** INPUT DATA follows **
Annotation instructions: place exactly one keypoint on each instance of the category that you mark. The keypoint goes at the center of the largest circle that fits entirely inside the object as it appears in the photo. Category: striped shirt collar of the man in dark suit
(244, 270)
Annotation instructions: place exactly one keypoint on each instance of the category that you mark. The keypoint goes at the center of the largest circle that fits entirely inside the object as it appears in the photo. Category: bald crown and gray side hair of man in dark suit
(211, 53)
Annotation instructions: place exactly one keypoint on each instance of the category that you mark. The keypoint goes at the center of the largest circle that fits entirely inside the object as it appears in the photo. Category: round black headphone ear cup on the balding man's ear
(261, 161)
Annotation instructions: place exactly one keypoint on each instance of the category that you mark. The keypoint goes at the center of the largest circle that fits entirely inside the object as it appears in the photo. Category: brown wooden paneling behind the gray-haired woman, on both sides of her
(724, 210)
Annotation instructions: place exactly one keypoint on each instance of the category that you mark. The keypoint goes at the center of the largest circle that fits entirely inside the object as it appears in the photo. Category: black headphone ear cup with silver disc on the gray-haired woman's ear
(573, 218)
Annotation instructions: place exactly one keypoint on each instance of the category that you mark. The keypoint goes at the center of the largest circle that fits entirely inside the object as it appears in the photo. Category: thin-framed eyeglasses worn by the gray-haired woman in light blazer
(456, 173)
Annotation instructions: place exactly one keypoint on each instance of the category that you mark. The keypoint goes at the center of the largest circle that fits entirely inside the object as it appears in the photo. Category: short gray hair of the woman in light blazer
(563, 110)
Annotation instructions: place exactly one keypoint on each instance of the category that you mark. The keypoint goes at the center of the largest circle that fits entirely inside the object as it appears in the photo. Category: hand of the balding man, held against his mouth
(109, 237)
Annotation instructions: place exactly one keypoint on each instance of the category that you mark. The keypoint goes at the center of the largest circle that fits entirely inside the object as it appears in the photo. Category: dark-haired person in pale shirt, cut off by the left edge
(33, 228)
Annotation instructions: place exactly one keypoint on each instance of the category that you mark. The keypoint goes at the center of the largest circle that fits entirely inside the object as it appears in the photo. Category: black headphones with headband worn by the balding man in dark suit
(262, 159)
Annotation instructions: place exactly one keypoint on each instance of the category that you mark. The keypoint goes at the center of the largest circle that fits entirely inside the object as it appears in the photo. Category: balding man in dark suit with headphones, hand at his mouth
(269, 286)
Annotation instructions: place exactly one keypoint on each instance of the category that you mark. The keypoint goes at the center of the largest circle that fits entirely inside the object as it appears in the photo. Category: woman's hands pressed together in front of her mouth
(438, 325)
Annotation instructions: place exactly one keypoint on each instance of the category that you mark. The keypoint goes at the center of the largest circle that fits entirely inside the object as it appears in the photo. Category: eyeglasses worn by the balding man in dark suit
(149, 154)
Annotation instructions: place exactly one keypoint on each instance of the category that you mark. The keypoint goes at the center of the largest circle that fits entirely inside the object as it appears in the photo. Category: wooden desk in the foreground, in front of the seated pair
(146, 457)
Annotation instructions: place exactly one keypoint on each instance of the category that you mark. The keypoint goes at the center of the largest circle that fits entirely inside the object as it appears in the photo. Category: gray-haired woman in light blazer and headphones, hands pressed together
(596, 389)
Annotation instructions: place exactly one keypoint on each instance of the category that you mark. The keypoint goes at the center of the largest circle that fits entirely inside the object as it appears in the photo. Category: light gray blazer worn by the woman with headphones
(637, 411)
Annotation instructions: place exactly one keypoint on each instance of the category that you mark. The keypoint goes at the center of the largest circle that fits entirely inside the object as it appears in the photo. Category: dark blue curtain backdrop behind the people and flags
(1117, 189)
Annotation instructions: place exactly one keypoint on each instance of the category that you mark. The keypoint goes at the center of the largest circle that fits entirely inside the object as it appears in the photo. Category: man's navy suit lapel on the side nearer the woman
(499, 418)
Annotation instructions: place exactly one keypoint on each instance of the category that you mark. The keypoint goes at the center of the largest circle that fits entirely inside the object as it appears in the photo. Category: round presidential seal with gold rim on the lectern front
** End of INPUT DATA **
WHAT NEEDS TO BE DONE>
Each line shown above must be repeated exactly.

TASK RESULT>
Annotation instructions: place exactly one keypoint on each instance of the category that you mark. The keypoint goes at the center of the largest circle that fits entirely inside the object as it appears in the photo. Category: striped shirt collar of the man in dark suit
(244, 270)
Annotation instructions: place exactly one keypoint on each instance of the category that you mark. The keypoint goes at the center of the largest circle that fits entirely inside the object as it appears in the photo. Category: bald crown and gray side hair of man in dark suit
(211, 53)
Annotation instructions: place exactly one keypoint on each instance of the category that you mark. The keypoint goes at the center of the largest circle that fits entirely inside the object as it appears in the photo. Category: round black headphone ear cup on the balding man's ear
(261, 161)
Annotation instructions: place exactly one keypoint on each instance of the category that you mark. The keypoint goes at the center of the largest circle that fits entirely inside the object as it appears in the photo. Category: brown wooden paneling behind the gray-haired woman, on both sides of her
(724, 210)
Annotation instructions: place exactly one keypoint on each instance of the category that you mark. The keypoint goes at the center of the largest circle that fits entirely inside the object as it appears in the photo. Category: black headphone ear cup with silver disc on the gray-haired woman's ear
(573, 218)
Annotation instructions: place exactly one keypoint on each instance of the category that you mark. The keypoint goes at the center of the largest circle that fits entirely inside the object as it appears in the photo. Category: thin-framed eyeglasses worn by the gray-haired woman in light blazer
(456, 173)
Annotation instructions: place exactly one keypoint on each instance of the category that you mark. The keypoint goes at the center of the largest circle that fits entirely inside the object as it appears in the photo. Category: short gray hair of the woman in light blazer
(563, 110)
Annotation instructions: place exactly one keypoint on each instance of the category that you mark. The keypoint goes at the center of the largest circle that fits entirely inside the object as it appears in the photo. Category: hand of the balding man, held against his mouth
(109, 237)
Annotation instructions: place exactly one keypoint on each instance of the category that you mark. The keypoint goes at the center of the largest circle that fits entirely inside the object as it appears in the photo. Category: dark-haired person in pale shirt, cut off by the left edge
(33, 228)
Annotation instructions: place exactly one keypoint on each instance of the category that you mark. The keypoint goes at the center of the largest circle that fits entirely inside the object as it appears in the photo. Category: black headphones with headband worn by the balding man in dark suit
(262, 159)
Annotation instructions: place exactly one keypoint on each instance of the category that you mark. The keypoint goes at the center of the largest circle that fits entirely inside the object as it appears in the photo. Category: balding man in dark suit with headphones, hand at his mouth
(269, 286)
Annotation instructions: place exactly one keypoint on each instance of the category that you mark. The keypoint goes at the center of the largest circle that fits entirely inside the object as it appears in the photo. Category: woman's hands pressed together in front of her mouth
(438, 325)
Annotation instructions: place exactly one keypoint on each instance of the category that you mark. The keypoint goes at the center of the largest circle that fits entirely inside the object as it appears in the photo. Category: eyeglasses worn by the balding man in dark suit
(149, 154)
Annotation instructions: place exactly one keypoint on each instance of the category that you mark. The keypoint goes at the center of the largest circle that fits entirely inside the object as it appears in the photo. Category: wooden desk in the foreground, in front of the seated pair
(146, 457)
Annotation instructions: place exactly one keypoint on each instance of the category that you mark. The keypoint goes at the center of the largest circle that fits entirely inside the object as it appears in the photo. Category: gray-haired woman in light blazer and headphones, hands pressed together
(596, 389)
Annotation instructions: place exactly one keypoint on each instance of the category that you mark. The keypoint goes at the center of the largest circle that fits entirely inside the object as it appears in the photo. Category: light gray blazer worn by the woman with headphones
(637, 411)
Annotation instructions: place exactly one keypoint on each instance of the category that you mark. The keypoint goes at the center of the largest circle that fits entirely inside the object as it appears in the photo. Category: dark blue curtain backdrop behind the people and flags
(1117, 189)
Annotation instructions: place exactly one keypoint on each instance of the category that you mark. The keypoint goes at the center of the largest circle that fits entirely inside the object as it appears in the photo. Category: man's navy suit lapel on the side nearer the woman
(499, 418)
Annotation instructions: place exactly one keypoint on each instance of the category that you mark. The keypoint goes at the center of the largest circle that fits entirely inside the object as it appears in the photo. Category: round presidential seal with gold rim on the lectern front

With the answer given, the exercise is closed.